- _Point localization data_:
--- START ---

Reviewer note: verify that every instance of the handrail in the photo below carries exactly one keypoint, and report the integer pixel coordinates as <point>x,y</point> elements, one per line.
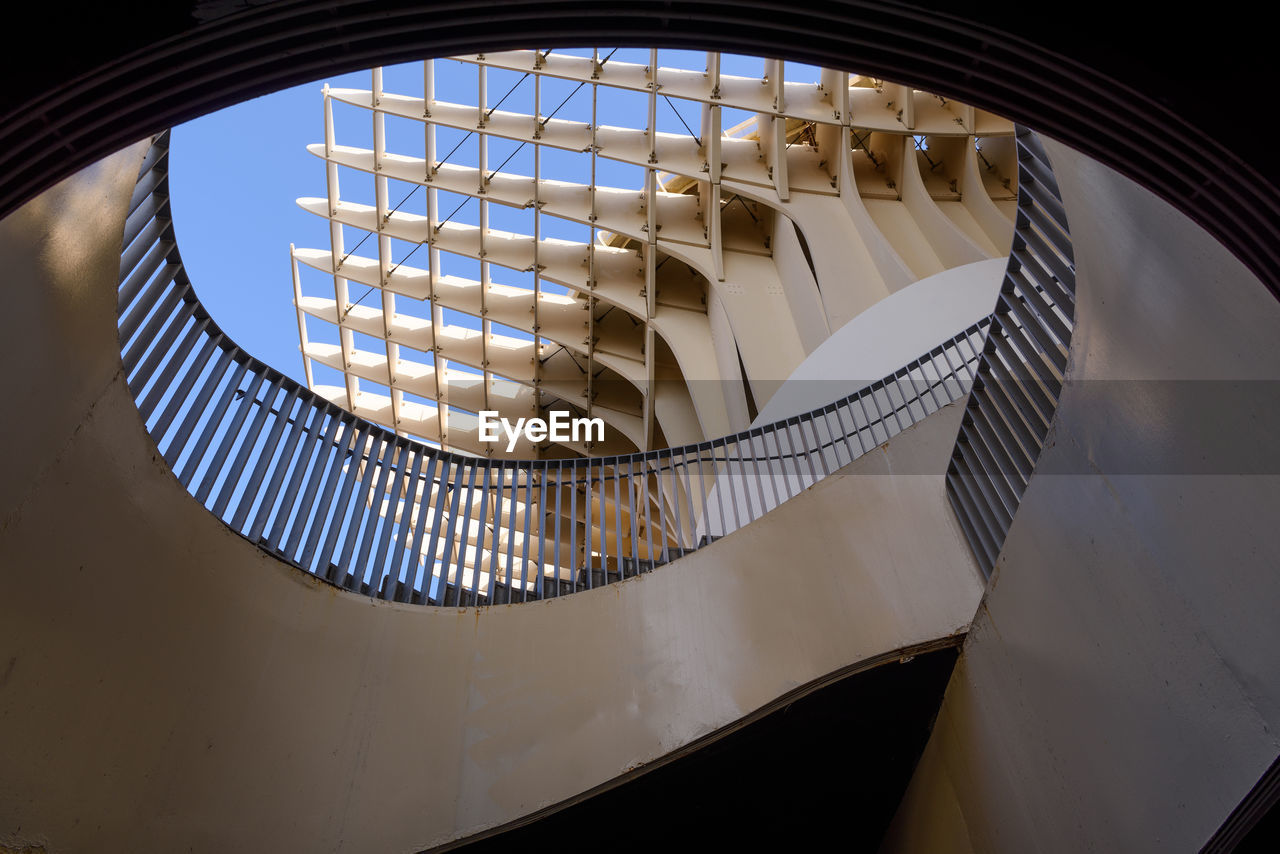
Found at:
<point>1023,365</point>
<point>353,503</point>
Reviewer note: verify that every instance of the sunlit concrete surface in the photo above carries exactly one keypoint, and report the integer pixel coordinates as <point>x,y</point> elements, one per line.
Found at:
<point>168,685</point>
<point>1120,689</point>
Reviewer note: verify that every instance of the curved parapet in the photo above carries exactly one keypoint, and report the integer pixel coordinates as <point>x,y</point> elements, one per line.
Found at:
<point>382,515</point>
<point>241,704</point>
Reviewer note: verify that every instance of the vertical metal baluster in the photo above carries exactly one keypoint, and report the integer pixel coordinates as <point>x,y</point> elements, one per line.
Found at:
<point>817,450</point>
<point>528,469</point>
<point>718,483</point>
<point>735,482</point>
<point>773,433</point>
<point>863,400</point>
<point>702,488</point>
<point>648,511</point>
<point>542,531</point>
<point>676,510</point>
<point>662,512</point>
<point>511,538</point>
<point>497,529</point>
<point>449,538</point>
<point>483,519</point>
<point>603,523</point>
<point>689,498</point>
<point>408,502</point>
<point>572,530</point>
<point>795,432</point>
<point>617,519</point>
<point>560,496</point>
<point>588,533</point>
<point>382,576</point>
<point>631,512</point>
<point>464,537</point>
<point>753,437</point>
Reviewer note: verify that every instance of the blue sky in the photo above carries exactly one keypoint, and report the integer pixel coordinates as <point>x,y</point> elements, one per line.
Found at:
<point>234,177</point>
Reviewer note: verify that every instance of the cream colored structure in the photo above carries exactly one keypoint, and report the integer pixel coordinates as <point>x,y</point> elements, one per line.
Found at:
<point>699,291</point>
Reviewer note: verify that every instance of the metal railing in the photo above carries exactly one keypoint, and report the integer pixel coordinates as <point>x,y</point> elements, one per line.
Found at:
<point>383,515</point>
<point>1023,366</point>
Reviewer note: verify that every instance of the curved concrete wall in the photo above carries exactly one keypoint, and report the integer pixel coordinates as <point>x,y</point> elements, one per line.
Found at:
<point>887,336</point>
<point>1120,689</point>
<point>167,685</point>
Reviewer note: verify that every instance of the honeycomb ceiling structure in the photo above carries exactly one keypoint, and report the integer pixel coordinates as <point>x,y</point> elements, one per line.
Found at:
<point>656,238</point>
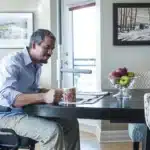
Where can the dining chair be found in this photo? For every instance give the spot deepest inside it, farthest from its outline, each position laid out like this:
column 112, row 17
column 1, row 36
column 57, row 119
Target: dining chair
column 9, row 140
column 137, row 131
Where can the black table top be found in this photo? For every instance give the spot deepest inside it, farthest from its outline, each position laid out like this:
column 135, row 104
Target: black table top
column 107, row 108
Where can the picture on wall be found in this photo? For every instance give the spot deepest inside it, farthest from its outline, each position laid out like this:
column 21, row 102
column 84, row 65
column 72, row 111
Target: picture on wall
column 131, row 23
column 15, row 29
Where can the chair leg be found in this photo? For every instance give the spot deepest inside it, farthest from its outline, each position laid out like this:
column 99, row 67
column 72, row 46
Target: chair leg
column 136, row 145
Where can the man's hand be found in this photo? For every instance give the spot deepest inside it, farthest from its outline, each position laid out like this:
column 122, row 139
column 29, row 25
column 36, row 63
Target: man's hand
column 53, row 96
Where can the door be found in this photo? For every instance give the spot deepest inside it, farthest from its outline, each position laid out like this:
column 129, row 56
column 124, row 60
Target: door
column 78, row 51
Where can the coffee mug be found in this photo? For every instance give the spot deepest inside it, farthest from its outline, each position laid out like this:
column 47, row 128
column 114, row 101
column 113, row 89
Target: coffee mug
column 69, row 94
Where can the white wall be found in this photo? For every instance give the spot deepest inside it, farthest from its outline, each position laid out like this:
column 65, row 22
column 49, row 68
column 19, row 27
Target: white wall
column 135, row 58
column 16, row 6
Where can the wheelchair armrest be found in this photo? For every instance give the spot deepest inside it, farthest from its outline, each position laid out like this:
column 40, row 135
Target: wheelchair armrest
column 6, row 130
column 4, row 109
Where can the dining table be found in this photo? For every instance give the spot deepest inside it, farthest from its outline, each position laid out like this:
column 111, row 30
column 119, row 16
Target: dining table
column 101, row 107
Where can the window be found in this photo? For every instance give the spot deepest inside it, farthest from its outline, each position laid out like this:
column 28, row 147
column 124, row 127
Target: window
column 84, row 46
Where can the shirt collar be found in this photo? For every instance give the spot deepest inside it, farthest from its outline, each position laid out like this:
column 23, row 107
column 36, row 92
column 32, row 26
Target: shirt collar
column 27, row 58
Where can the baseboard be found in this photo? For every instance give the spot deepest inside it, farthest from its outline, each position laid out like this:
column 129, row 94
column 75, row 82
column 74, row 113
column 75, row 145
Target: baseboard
column 87, row 128
column 114, row 136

--- END ---

- _The task_: All the lines above should be reproduced exactly, and none of the pictures.

- _Answer area_:
Reviewer note: verify that every instance of the handrail in the photo below carries exactly one keypoint, and report the integer pixel coordinates as <point>x,y</point> elements, one per line.
Found at:
<point>1023,365</point>
<point>353,503</point>
Reviewer note: verify that every instance of the sunlit concrete surface in the photo above carries exactly one keypoint, and report the integer pixel coordinates as <point>x,y</point> elements, one per line.
Found at:
<point>168,685</point>
<point>1120,689</point>
Reviewer note: verify that every instance of the curved parapet in the photo above carries exactly one keypoint, and report the integer pixel coordinates as <point>x,y</point> elements, one per line.
Found at:
<point>382,515</point>
<point>241,704</point>
Reviewer note: verify that every instance of the vertical metal baluster in the photo above carries exactly one keypoint, and report the integer pixel coordinates as <point>x,y</point> elements, one per line.
Found at:
<point>817,450</point>
<point>528,469</point>
<point>718,483</point>
<point>735,482</point>
<point>773,433</point>
<point>863,400</point>
<point>702,488</point>
<point>648,511</point>
<point>542,531</point>
<point>676,510</point>
<point>662,512</point>
<point>511,538</point>
<point>497,529</point>
<point>449,538</point>
<point>483,519</point>
<point>603,523</point>
<point>689,498</point>
<point>408,502</point>
<point>572,530</point>
<point>795,432</point>
<point>617,519</point>
<point>560,496</point>
<point>588,533</point>
<point>382,576</point>
<point>631,512</point>
<point>464,537</point>
<point>753,437</point>
Reviewer note: verify that every instance of the blue sky in the photo above carries exactly one keypoint, and report the integer pixel coordinates as <point>x,y</point> elements, one per line.
Found at:
<point>234,177</point>
Reviewer note: verify that every instance of the cream colored structure in the photo above carries exactly one keypoint, and report the integer pixel coordinates as <point>x,y</point> elements, one per line.
Found at:
<point>699,291</point>
Reviewer note: verify that every instance of the metal railing in the photo above carries exactly one keypoint, and report the integer pixel coordinates as <point>x,y</point> elements, one per line.
Found at:
<point>383,515</point>
<point>1023,366</point>
Reviewer note: verify that every instance of the curved concrete wall in the photo above carries exactly one keypoint, and report the integer pixel coordinates as <point>x,y</point> elements, one per line.
Found at:
<point>887,336</point>
<point>1120,689</point>
<point>167,685</point>
Reviewer note: verify that every instance of the honeycomb ceiling structure in the photo above carries exactly one keypoint, and report the integer pixel coordinates as <point>x,y</point> elements, one per line.
Found at:
<point>656,238</point>
Where can the dining chair be found in this photo? For every instance give the spot deepest inside it, farthest from its outline, each position laid out like this:
column 112, row 17
column 1, row 36
column 57, row 119
Target: dining chair
column 9, row 140
column 137, row 131
Where can the black table top be found in this photo? For every instance give the spot deepest inside it, farthest from its outline, each position laid out like this:
column 135, row 104
Target: black table top
column 107, row 108
Where can the picture on wall be found in this photo? For every instance give the spot deepest inside it, farthest from its outline, each position laid out like this:
column 21, row 102
column 84, row 65
column 72, row 111
Target: picture on wall
column 131, row 23
column 15, row 29
Where can the chair leg be found in this photo? For every instance give the spot deepest inside it, farthest from its outline, each position laid out like this:
column 99, row 67
column 72, row 46
Target: chair leg
column 136, row 145
Where can the man's hand be found in this photo? For every instance give the spot deepest inside it, farthest from its outline, each position laid out like this:
column 122, row 139
column 29, row 25
column 36, row 63
Target: man's hand
column 53, row 96
Where can the door be found in this photo? For every instance give the spot deepest inside it, farthest from its outline, each position laid out like this:
column 129, row 56
column 124, row 60
Target: door
column 78, row 51
Where can the coffee mug be found in this photo? For every instance give the spot deepest inside it, farthest from its outline, each position laid out like this:
column 47, row 128
column 114, row 101
column 113, row 89
Target: coffee mug
column 69, row 94
Where can the white wall be found in this photo? For every instance give the spot deepest inside it, farthest from its outline, each position laid out like this:
column 65, row 22
column 49, row 68
column 19, row 27
Target: white wall
column 135, row 58
column 16, row 6
Where can the wheelchair armrest be found in this photo? For every instance give the spot deepest inside it, farthest from its outline, each position laid out like this:
column 40, row 135
Target: wheelchair armrest
column 6, row 130
column 4, row 109
Where can the dining table be found in this photo? For every instance give the spot deepest inside it, farthest from its outline, each position laid out like this:
column 111, row 30
column 119, row 16
Target: dining table
column 101, row 107
Where can the window be found in this photo? For every instance give the spot deepest inside it, farthest from its outline, each position laid out like this:
column 28, row 147
column 124, row 127
Target: window
column 84, row 46
Where can the shirt collar be found in this photo? For every instance give the spot deepest inside it, farthest from its outline, each position laid out like this:
column 23, row 107
column 36, row 92
column 32, row 26
Target: shirt collar
column 27, row 58
Where can the baseboard be found in this photo? For every instance give the spot deepest inside it, farthest from its outline, each position laid out like this:
column 129, row 94
column 75, row 82
column 74, row 113
column 75, row 145
Target: baseboard
column 87, row 128
column 114, row 136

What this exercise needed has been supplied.